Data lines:
───

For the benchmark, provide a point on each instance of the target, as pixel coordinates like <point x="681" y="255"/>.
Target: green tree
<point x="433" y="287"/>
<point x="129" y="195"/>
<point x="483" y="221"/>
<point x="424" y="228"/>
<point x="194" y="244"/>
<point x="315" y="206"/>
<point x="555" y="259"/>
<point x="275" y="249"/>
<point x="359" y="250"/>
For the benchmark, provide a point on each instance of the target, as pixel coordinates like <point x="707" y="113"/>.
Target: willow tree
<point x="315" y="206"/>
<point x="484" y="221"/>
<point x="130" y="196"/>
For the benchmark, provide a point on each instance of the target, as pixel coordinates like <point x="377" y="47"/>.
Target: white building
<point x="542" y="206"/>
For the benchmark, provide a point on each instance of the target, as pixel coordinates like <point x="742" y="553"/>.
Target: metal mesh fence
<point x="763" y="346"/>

───

TASK STATEMENT:
Please count the lines above that contain the word "benchmark" and give only that number.

FINISHED ANSWER:
4